***** Selected extract

Yesterday’s profit-taking was supplanted by today’s tech rally which shot all the indexes back up, the Dow up 168. The VIX, which hit a three-year low yesterday, went even lower today to a fresh post-pandemic record. It was enough to hike the odds of a rate pause next week up to 73% from yesterday’s 69. But the overall consensus remains as stated by today’s expert, “You’ve just got paralysis in investors,” as they remain on the sidelines waiting for next week’s news on inflation and subsequent Fed actions. This was reflected in the continuing way below average volume of 10 billion.
Wall Street ends up amid record low
volatility ahead of eventful week
By Shristi Achar A and David Carnevali
Thu June 8, 2023 6:30 PM
DJ: 33,665.02 +91.74 NAS: 13,104.90 -171.52 S&P: 4,267.52 -16.33 6/7
DJ: 33,833.61 +168.59 NAS: 13,238.52 +133.63 S&P: 4,293.93
+26.41 6/8
June 8 (Reuters) - U.S. stocks closed higher on Thursday
regaining some of their momentum thanks to a rebound by technology stocks,
while volatility dropped to record lows ahead of an eventful economic and
policy calendar next week. The CBOE
Volatility index (.VIX), also known as
Wall Street's fear gauge, dropped to a fresh post-pandemic record low. "What you are really seeing in the vol
market is an unwillingness to engage," said David Bianco, Americas chief
investment officer for asset manager DWS Group. "You've just got paralysis
in investors." Investors were
sitting on the sidelines ahead of inflation data and a Federal Reserve policy
meeting next week.

**********
***** Supplied information

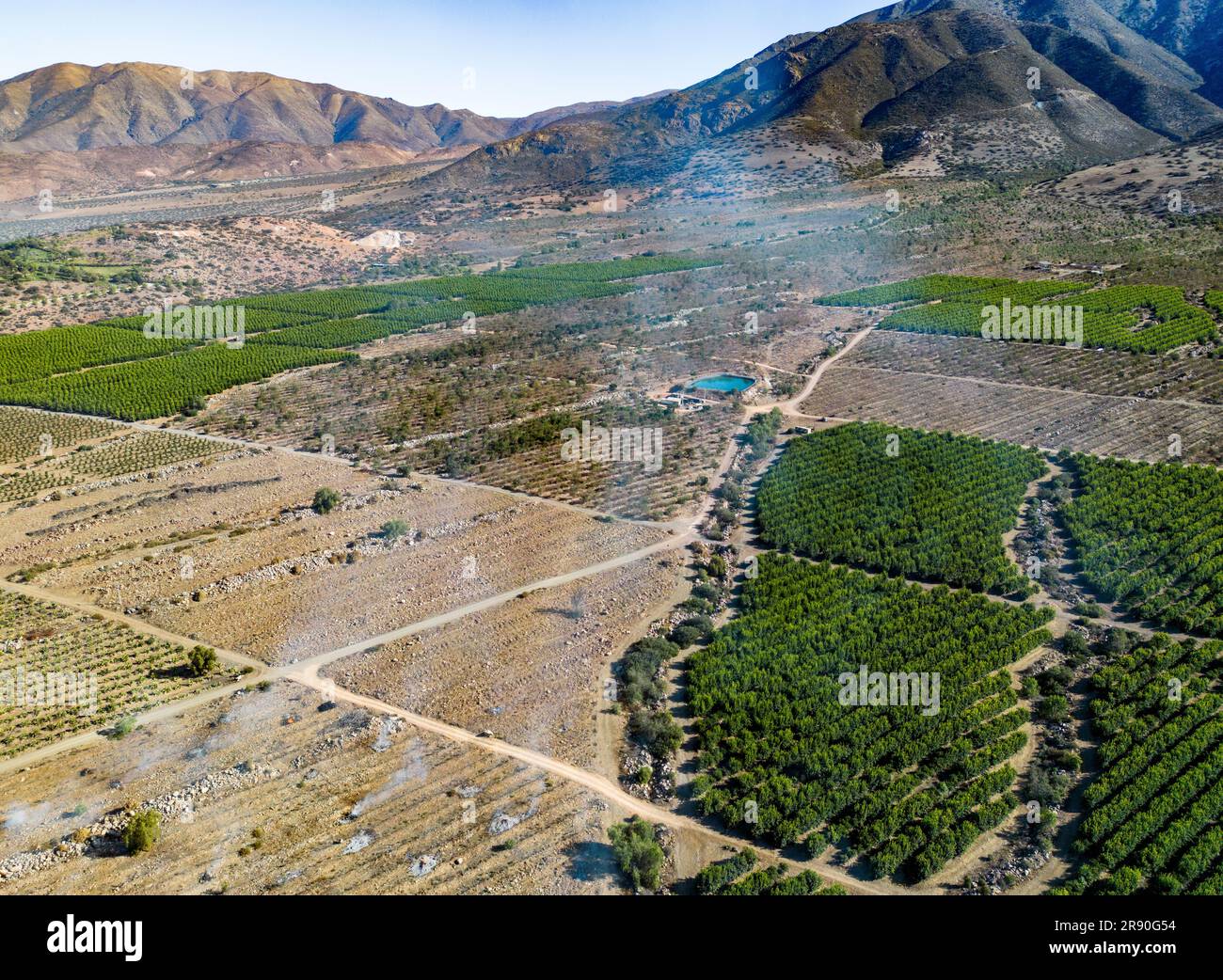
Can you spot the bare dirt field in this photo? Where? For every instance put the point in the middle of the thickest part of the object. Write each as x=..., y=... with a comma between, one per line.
x=527, y=671
x=236, y=558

**********

Actions to take:
- A) Summarize the market report in two sentences.
- B) Go on with the market report on Thursday's stock close, starting after its last sentence.
The data shown after the market report is separate material and has no connection to it.

Results of the exercise:
- A) A tech rally pushed all the indexes back up, with the Dow rising 168, while the VIX fell to a fresh post-pandemic record low. Investors remained on the sidelines ahead of next week's inflation data and Federal Reserve meeting, and trading volume stayed well below average at 10 billion.

- B)
Traders have priced in
a 73% chance of the
U.S. central bank holding
interest rates at the current 5%-5.25% range during its monetary policy
meeting on June 13-14, according to CMEGroup's Fedwatch tool. However, they see
a 50% chance of a rate hike in July. The
two-year Treasury yield , which tends to move in step with short-term rate
expectations, slipped from one-week highs to 4.51% after a sharp jump in weekly jobless claims signaled a
softening labor market. The U.S. Labor
Department is due to release inflation data on June 13, the first day of the
Fed meeting. The numbers are expected
to show consumer prices cooled slightly in May but core prices remained
sticky. Meanwhile, a rebound by technology and
megacap stocks helped major indexes regain their footing amid thin
volumes.
Heavyweight Amazon.com
Inc (AMZN.O) gained 2.49% as Wells Fargo
initiated coverage on the company with an "overweight" rating, while
Nvidia Corp (NVDA.O), Apple
Inc (AAPL.O) and Tesla Inc (TSLA.O) rose between 1.55% and 4.58%. GameStop Corp (GME.N) tanked 17.89% as billionaire
investor Ryan Cohen took over as executive chairman after the video-game
retailer ousted its CEO and posted a bigger-than-expected quarterly loss.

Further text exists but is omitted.